- [Stored data entries]:
= = = =
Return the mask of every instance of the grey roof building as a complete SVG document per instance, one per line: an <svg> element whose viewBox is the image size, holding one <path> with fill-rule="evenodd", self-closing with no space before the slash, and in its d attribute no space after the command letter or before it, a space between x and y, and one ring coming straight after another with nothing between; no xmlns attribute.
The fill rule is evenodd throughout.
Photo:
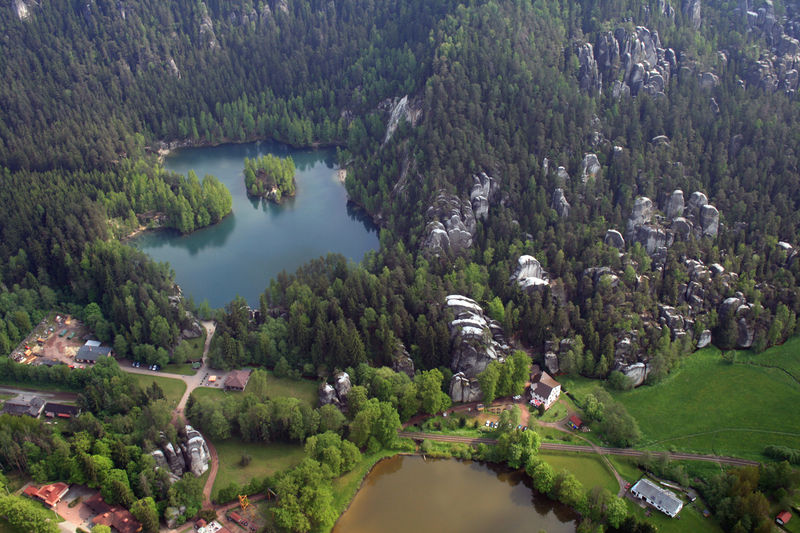
<svg viewBox="0 0 800 533"><path fill-rule="evenodd" d="M631 494L640 498L667 516L674 517L683 508L683 501L674 492L662 489L649 479L640 479L631 487Z"/></svg>
<svg viewBox="0 0 800 533"><path fill-rule="evenodd" d="M8 415L28 415L38 418L42 414L42 409L44 409L44 400L42 398L20 395L11 400L6 400L2 412Z"/></svg>
<svg viewBox="0 0 800 533"><path fill-rule="evenodd" d="M79 363L96 363L101 357L111 355L111 348L108 346L81 346L75 354L75 360Z"/></svg>

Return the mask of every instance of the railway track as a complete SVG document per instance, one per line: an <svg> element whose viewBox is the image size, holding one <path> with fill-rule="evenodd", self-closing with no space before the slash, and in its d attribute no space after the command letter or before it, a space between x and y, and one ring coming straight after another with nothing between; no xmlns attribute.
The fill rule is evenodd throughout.
<svg viewBox="0 0 800 533"><path fill-rule="evenodd" d="M439 435L436 433L420 433L420 432L400 432L400 436L407 437L414 440L435 440L439 442L456 442L461 444L497 444L496 439L482 438L482 437L462 437L458 435ZM631 450L627 448L606 448L601 446L580 446L577 444L562 444L558 442L543 442L540 446L542 450L562 451L562 452L575 452L575 453L595 453L600 455L620 455L623 457L642 457L648 453L662 453L643 450ZM675 461L708 461L712 463L719 463L733 466L755 466L758 461L751 461L749 459L739 459L737 457L725 457L720 455L702 455L696 453L670 453L667 452L670 459Z"/></svg>

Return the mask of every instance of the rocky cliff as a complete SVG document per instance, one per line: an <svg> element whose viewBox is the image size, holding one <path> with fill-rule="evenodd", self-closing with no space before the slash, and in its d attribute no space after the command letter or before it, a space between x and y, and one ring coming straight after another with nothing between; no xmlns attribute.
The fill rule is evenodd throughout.
<svg viewBox="0 0 800 533"><path fill-rule="evenodd" d="M162 438L164 441L160 449L154 450L151 455L156 461L156 468L168 470L173 480L180 479L187 471L200 477L208 470L211 460L208 444L203 435L192 426L186 425L183 428L184 442L180 445L167 441L163 433Z"/></svg>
= = = =
- [Task prompt]:
Retype the records above exactly, pictures omitted.

- [Response below]:
Return the mask of every instance of the grey roof building as a complete SVG document per instance, one per line: an <svg> element whose viewBox is the image size, holding one <path> with fill-rule="evenodd", self-closing with no space before the slash, and in its d attribute no space after the command letter or before it, a space between x and y, and one ring coming straight after another with nothing between; no xmlns attribute.
The fill rule is evenodd throughout.
Photo:
<svg viewBox="0 0 800 533"><path fill-rule="evenodd" d="M631 494L640 498L667 516L674 517L683 508L683 501L674 492L662 489L649 479L640 479L631 487Z"/></svg>
<svg viewBox="0 0 800 533"><path fill-rule="evenodd" d="M8 415L28 415L38 418L42 414L42 409L44 409L44 400L42 398L20 395L11 400L6 400L2 412Z"/></svg>
<svg viewBox="0 0 800 533"><path fill-rule="evenodd" d="M79 363L96 363L101 357L111 355L111 348L108 346L81 346L75 354L75 360Z"/></svg>

Return the mask of every instance of the railway track as a complete SVG document per instance, one per line: an <svg> element whose viewBox is the image size, holding one <path> with fill-rule="evenodd", self-closing with no space before the slash, and in its d attribute no space after the command letter or before it, a space between x and y, and one ring coming straight after another with nothing between; no xmlns attribute.
The fill rule is evenodd throughout.
<svg viewBox="0 0 800 533"><path fill-rule="evenodd" d="M439 435L436 433L420 433L420 432L400 432L400 436L407 437L414 440L435 440L439 442L456 442L461 444L497 444L496 439L482 438L482 437L462 437L458 435ZM631 450L627 448L606 448L601 446L580 446L577 444L562 444L558 442L543 442L540 446L542 450L562 451L562 452L575 452L575 453L595 453L600 455L620 455L623 457L642 457L648 453L662 453L643 450ZM675 461L708 461L712 463L719 463L733 466L755 466L758 461L751 461L749 459L739 459L737 457L725 457L720 455L702 455L696 453L670 453L667 452L670 459Z"/></svg>

Return the mask of every instance of the rocky cliff as a complete SVG document per instance, one per line: an <svg> element whose viewBox is the image size, holding one <path> with fill-rule="evenodd", self-closing with no space before the slash, and in its d attribute no space after the command letter or before it, a space between x and y, and one ring coming straight after another with nothing between; no xmlns attribute.
The fill rule is evenodd throughout.
<svg viewBox="0 0 800 533"><path fill-rule="evenodd" d="M162 438L164 441L160 449L154 450L151 455L156 461L156 468L168 470L173 480L180 479L187 471L200 477L208 470L211 460L208 444L203 435L192 426L186 425L183 428L184 442L180 445L167 441L163 433Z"/></svg>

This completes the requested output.